• [AIM]: Arrange all the lines of the data below as a numbered list, omitting any blank lines and leaving the pictures out of your answer.

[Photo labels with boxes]
========
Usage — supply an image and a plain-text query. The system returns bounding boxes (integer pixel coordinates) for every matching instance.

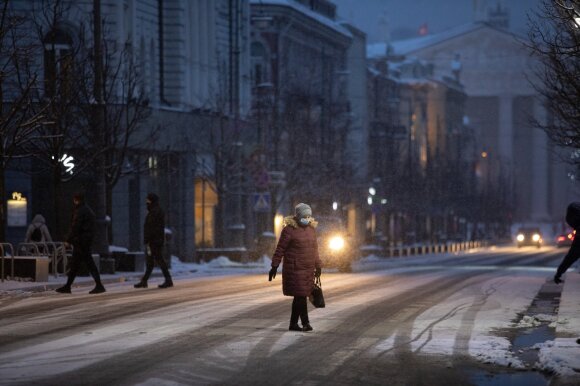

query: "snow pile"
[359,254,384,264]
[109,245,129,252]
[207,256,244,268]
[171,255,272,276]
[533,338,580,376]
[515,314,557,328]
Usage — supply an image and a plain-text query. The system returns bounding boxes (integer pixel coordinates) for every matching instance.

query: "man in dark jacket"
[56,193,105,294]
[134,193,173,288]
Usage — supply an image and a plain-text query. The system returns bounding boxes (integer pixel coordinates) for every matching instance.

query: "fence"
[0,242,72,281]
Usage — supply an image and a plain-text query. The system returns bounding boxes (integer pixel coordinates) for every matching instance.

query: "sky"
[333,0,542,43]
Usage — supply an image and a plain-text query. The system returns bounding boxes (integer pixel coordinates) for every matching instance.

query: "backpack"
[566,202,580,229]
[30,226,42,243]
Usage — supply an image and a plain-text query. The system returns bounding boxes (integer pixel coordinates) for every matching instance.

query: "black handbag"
========
• [FINAL RESULT]:
1. Usage — supply an image and a plain-text query. The system returns bounding boxes (integer pixel coordinates) for every matching instance.
2. query: "snow pile"
3. [359,254,384,264]
4. [109,245,129,252]
5. [207,256,244,268]
6. [171,255,272,276]
7. [533,338,580,376]
8. [515,314,557,328]
9. Usage — supply an image and a plain-text query. The system returns bounding boxes (integer pixel coordinates) for every matching instance.
10. query: "man in dark jacket"
11. [56,193,105,294]
12. [134,193,173,288]
13. Usage — supply an image and a plain-text query. The system returns bounding boxes (integer pixel coordinates) for every matching instance.
14. query: "fence"
15. [0,242,72,281]
16. Usage — supply an image and a plain-text query. The system returns bounding boxes (integer pixel coordinates) for every matching instance.
17. query: "sky"
18. [333,0,542,43]
19. Usage — supply an image and a plain-text query. The system returns bounding boxes (integer pixel coordinates) for every matching instance.
20. query: "backpack"
21. [566,202,580,229]
22. [30,226,42,243]
23. Usage — supply an image and a plain-text query. The system returns bounding boxes (integer pixel coordinates) for every matching instance.
24. query: "black handbag"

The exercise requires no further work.